Restate the records below word for word, and omit the images they hold.

** Data extracts follows **

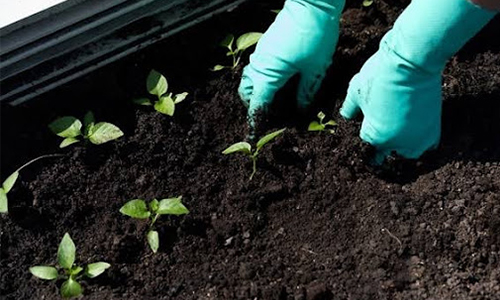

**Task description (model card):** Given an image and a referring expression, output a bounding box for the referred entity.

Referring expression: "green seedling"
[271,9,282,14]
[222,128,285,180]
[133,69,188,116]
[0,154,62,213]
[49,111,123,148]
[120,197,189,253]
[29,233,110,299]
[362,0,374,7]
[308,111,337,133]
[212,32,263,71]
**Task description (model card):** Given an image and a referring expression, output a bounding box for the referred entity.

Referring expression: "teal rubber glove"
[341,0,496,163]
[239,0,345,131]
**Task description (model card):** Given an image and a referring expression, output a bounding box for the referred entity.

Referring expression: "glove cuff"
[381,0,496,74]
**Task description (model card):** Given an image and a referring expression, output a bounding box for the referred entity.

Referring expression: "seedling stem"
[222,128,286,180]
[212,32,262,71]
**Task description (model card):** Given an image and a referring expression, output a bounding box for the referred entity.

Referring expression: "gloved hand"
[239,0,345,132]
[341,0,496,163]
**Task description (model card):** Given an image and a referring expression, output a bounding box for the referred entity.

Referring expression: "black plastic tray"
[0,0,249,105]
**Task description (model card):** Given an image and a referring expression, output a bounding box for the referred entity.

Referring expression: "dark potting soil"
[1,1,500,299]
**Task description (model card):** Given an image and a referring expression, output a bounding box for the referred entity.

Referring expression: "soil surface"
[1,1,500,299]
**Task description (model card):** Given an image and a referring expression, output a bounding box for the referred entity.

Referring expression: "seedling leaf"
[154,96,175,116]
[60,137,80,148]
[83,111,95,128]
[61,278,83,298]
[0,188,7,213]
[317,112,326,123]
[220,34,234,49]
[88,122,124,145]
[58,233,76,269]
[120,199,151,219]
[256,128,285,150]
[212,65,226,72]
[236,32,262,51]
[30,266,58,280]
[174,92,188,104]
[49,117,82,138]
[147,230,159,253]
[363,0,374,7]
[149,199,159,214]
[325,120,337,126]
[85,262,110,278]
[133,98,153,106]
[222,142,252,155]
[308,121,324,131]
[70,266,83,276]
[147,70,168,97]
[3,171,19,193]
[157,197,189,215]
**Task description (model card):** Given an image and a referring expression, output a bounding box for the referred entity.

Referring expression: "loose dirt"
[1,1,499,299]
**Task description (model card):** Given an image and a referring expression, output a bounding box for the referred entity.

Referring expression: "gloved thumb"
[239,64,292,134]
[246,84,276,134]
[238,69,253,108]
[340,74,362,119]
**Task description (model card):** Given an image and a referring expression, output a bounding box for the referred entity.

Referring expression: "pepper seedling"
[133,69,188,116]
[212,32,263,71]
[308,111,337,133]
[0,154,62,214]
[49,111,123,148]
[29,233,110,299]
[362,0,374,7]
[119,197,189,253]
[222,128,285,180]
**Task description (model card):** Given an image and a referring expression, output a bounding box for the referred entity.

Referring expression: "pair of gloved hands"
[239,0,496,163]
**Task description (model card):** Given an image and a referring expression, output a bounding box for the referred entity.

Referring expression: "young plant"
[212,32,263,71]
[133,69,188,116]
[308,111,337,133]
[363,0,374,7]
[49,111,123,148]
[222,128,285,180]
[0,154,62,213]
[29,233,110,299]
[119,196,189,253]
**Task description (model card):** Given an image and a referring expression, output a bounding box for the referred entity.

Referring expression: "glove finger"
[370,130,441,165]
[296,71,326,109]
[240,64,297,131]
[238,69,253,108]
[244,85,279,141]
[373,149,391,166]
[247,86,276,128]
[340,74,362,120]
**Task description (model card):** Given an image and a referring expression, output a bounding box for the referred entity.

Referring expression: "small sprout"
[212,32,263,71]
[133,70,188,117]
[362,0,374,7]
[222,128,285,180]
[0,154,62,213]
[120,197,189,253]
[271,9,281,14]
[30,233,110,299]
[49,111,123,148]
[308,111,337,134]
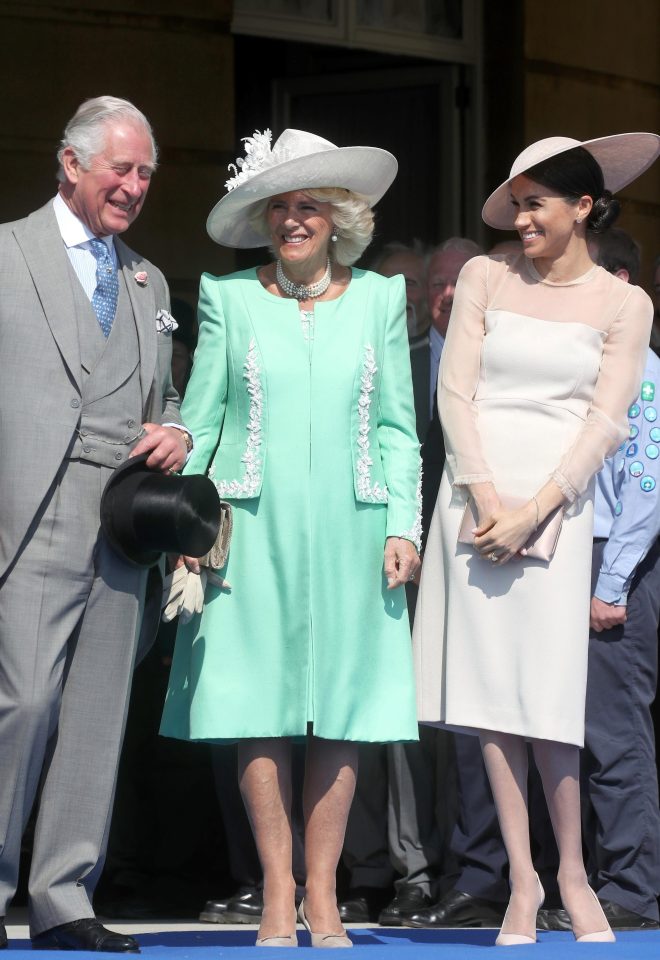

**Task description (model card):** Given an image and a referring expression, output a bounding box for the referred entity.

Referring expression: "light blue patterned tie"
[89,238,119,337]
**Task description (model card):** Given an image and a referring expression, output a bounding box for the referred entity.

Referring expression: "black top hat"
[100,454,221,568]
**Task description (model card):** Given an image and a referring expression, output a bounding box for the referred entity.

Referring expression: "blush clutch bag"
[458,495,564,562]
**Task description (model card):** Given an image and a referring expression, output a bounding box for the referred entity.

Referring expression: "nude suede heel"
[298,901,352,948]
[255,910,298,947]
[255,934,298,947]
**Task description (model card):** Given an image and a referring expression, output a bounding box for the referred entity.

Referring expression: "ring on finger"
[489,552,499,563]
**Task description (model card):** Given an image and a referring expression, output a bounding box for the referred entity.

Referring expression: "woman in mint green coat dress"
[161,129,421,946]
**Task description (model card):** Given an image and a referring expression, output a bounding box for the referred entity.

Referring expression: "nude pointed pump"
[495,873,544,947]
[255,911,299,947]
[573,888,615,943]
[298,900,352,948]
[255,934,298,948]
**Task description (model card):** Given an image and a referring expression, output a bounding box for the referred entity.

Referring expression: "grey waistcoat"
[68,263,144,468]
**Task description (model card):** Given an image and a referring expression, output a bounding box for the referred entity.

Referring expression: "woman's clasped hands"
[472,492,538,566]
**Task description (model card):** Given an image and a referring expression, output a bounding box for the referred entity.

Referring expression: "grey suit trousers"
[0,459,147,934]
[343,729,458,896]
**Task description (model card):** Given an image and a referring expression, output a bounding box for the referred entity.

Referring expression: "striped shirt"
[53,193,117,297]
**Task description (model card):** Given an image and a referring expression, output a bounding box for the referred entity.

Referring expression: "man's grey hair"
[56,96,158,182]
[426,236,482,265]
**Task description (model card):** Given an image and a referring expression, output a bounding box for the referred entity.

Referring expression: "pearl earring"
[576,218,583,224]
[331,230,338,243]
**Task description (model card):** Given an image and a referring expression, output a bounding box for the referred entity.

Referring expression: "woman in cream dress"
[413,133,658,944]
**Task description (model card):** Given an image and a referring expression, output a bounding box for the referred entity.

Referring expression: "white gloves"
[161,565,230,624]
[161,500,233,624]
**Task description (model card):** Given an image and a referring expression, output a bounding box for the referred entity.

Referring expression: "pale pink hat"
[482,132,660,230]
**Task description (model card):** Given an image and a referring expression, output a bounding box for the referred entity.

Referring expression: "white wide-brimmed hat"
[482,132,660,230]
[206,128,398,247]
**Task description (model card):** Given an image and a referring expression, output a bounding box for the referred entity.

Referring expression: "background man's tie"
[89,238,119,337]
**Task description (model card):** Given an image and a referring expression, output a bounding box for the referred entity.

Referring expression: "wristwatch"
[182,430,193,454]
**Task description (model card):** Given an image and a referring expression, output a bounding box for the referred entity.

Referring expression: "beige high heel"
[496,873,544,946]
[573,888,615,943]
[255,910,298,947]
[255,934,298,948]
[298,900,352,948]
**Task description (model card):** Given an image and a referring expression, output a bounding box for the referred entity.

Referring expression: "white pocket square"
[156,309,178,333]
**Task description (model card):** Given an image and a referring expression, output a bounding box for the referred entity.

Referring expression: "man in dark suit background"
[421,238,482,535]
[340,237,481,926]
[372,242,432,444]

** End of Data extracts **

**Result for this exercise:**
**Task description (model card):** Given an image and a referring expression, output a bounding box for the referred entity.

Referring expression: "green seedling"
[271,9,282,14]
[222,128,285,180]
[133,69,188,116]
[0,154,62,213]
[49,111,123,148]
[120,197,189,253]
[29,233,110,299]
[362,0,374,7]
[308,111,337,133]
[212,32,263,71]
**Task description (model card):** Given an image and a referring expression, output a bounding box for the referred entity.

Referring expression: "teal rubber glove"
[341,0,496,163]
[239,0,345,131]
**Task description (model card):** Given an image and a referring expression, output a bounding box for the referred entity.

Referring expression: "glove cuff"
[381,0,496,74]
**Task description (model card):** Given an image and a referring expression, output a bounding box for the referred entity.

Referring expression: "seedling stem"
[222,128,286,180]
[212,32,262,71]
**Task description (model card):** Given an image and a referring expression, output a bounding box for the referred entity.

Referring expression: "gloved hand"
[239,0,345,132]
[341,0,496,163]
**Task description (model card):** Given an image and a referring expression, output a bounding box for the referred entity.

Referring expression: "black plastic tray"
[0,0,249,105]
**Task description (model card):** Given an image and a referring expression, output a bounding box for the referred entity.

Referring expression: "dark potting soil"
[1,1,500,299]
**Task description (model card):** Given an image and a referring expression, output a bounding box for the referred entity.

Referring expression: "soil surface"
[1,1,500,299]
**Task description (model card):** Given an image and a referring expression, output a bounding box for the referred entity.

Referring expression: "seedling leaf"
[154,96,175,116]
[60,137,80,148]
[83,111,95,128]
[61,278,83,298]
[0,188,7,213]
[317,112,326,123]
[220,34,234,49]
[88,122,124,145]
[58,233,76,269]
[120,199,151,219]
[256,128,285,150]
[212,65,226,72]
[236,32,262,51]
[30,266,58,280]
[174,92,188,104]
[49,117,82,138]
[147,230,159,253]
[363,0,374,7]
[149,199,159,214]
[325,120,337,126]
[85,262,110,278]
[133,98,153,106]
[222,142,252,155]
[308,121,324,131]
[70,266,83,276]
[147,70,168,97]
[3,171,19,193]
[157,197,189,215]
**Task description (model card):** Given an image and a referring expression, output a bounding box for the referred entity.

Referring expression: "loose dirt"
[1,1,499,299]
**Task description (model card):** Given an image and a referring expression, output a bounding box for the referred entity.

Referring expression: "gloved thumb"
[239,64,292,134]
[246,84,276,134]
[238,69,253,108]
[340,74,362,119]
**Task description (model card):** Given an image and a referring expression, output a bounding box for the referred entity.

Referring expression: "pepper seedling"
[133,69,188,116]
[212,32,263,71]
[308,111,337,133]
[0,154,62,214]
[49,111,123,148]
[29,233,110,299]
[362,0,374,7]
[119,197,189,253]
[222,128,285,180]
**Task description (model card):** Given an image and a referring expression, output a bounding box for the referred entity.

Referring expression: "pair of gloved hands"
[239,0,496,163]
**Task description (model card):** Given an image and a referring expression, output a bounding box for the referred entity.

Referring expression: "young plant"
[212,32,263,71]
[133,69,188,116]
[308,111,337,133]
[363,0,374,7]
[49,111,123,148]
[222,128,285,180]
[0,154,62,213]
[29,233,110,299]
[119,196,189,253]
**Task description (model card):** Given an image and a referring expression, output a bounding box for the referred entity.

Referring expression: "glove finger"
[370,130,441,165]
[296,71,326,109]
[240,64,297,131]
[238,69,253,108]
[244,85,279,141]
[373,149,391,166]
[247,86,276,128]
[340,74,362,120]
**Task description (model card):** Given an image and a referring expression, output a bounding box for the referred entity.

Referring expression: "small sprout"
[212,32,263,71]
[133,70,188,117]
[362,0,374,7]
[222,128,285,180]
[0,154,62,213]
[120,197,189,253]
[271,9,281,14]
[30,233,110,299]
[49,111,123,148]
[308,111,337,134]

**Task description (model card):** Given an image and a referring expression, output a bounding box for the referred entity.

Referring expression: "light blue patterned tie"
[89,238,119,337]
**Task description (model card):** Given an image and a referring expression, output a bounding box for the referred entity.

Referring expression: "black top hat"
[100,454,221,568]
**Task description (model card):** Given an image and a referring expression, output a bounding box for the referred entity.

Referring expression: "blush clutch bag"
[458,495,564,562]
**Task description (model card):** Given an image and a referring expression, output a bounding box for the referred entity.

Referring expression: "nude suede heel"
[298,901,352,948]
[255,910,298,947]
[255,934,298,947]
**Task description (model card):** Given an image and a referring expression, output a bounding box for the referred entity.

Referring expression: "ring on finger"
[489,552,499,563]
**Task description (model card):** Given an image and a referring expression, output a bounding box for the referred entity.

Referring expression: "woman in mint green coat dress"
[161,129,421,946]
**Task description (model card):** Given an image and a referring expression, output a bounding box for the referred entity.

Referring expression: "nude pointed pump"
[495,873,544,947]
[255,911,299,947]
[573,888,615,943]
[298,900,352,948]
[255,934,298,948]
**Task description (model card):** Given an image and a referring expression, output a bounding box for the referred entity.

Referring expression: "grey waistcoat"
[68,263,144,468]
**Task description (model card):** Given an image and a referring expression, output a bounding box for the referred entity.

Referring expression: "woman's clasped hands"
[472,492,538,566]
**Task description (model card):** Given an image and a referring expression, output a bounding box for the referred entity.

Referring expression: "grey suit trousers"
[0,459,147,934]
[343,729,458,896]
**Task description (model card):** Given an image and a referring expression, output a bounding box for the referred entity.

Referring expression: "striped shirt"
[53,193,117,297]
**Task description (model card):** Given an image and a referring expression, output a bounding box for the referred entity.

Referring expression: "man's grey hair"
[56,96,158,182]
[426,236,482,265]
**Task description (model card):** Given an image and a referring expression, output a bounding box for the referred entity.

Referring expression: "pearl earring"
[576,218,583,224]
[331,230,338,243]
**Task description (model card):** Given an image and a referring expression, output a bounding box for the referred entity.

Referring expression: "woman in cream dress"
[413,133,658,944]
**Task description (model card):** Given an image and a referring expression, output a bounding box for the referred entity.

Referring expression: "white gloves"
[161,565,230,624]
[161,500,233,624]
**Task description (model card):** Given an image and a referring expression, output a bounding box for the referred entity.

Referring expression: "pale pink hat"
[482,132,660,230]
**Task description (model card):** Given an image and a referring expression, output a bounding box for the referred entity.

Referring expression: "white wide-brimmed hat"
[482,132,660,230]
[206,128,398,247]
**Task description (model card):** Given an image and a referring expression, output a bounding box for the referred entity.

Referring expression: "background man's tie"
[89,238,119,337]
**Task description (model card):** Given an image and a referring expression, output a bounding box for the referred entity.

Referring expression: "wristwatch"
[182,430,193,454]
**Task description (model card):** Given an image and a referring expression, output a bounding box for the referred entity.

Referring expression: "beige high heel"
[496,873,544,946]
[573,888,615,943]
[255,910,298,947]
[255,934,298,948]
[298,900,352,948]
**Task description (model card):** Given an image and a referring expression, output a bounding box for the referred entity.

Referring expression: "white pocket square"
[156,309,178,333]
**Task description (model card):** Given an image and a referring expression, output a bounding box for the referred entity.

Referring expression: "man in dark suit background"
[421,238,482,535]
[340,237,481,926]
[372,242,432,444]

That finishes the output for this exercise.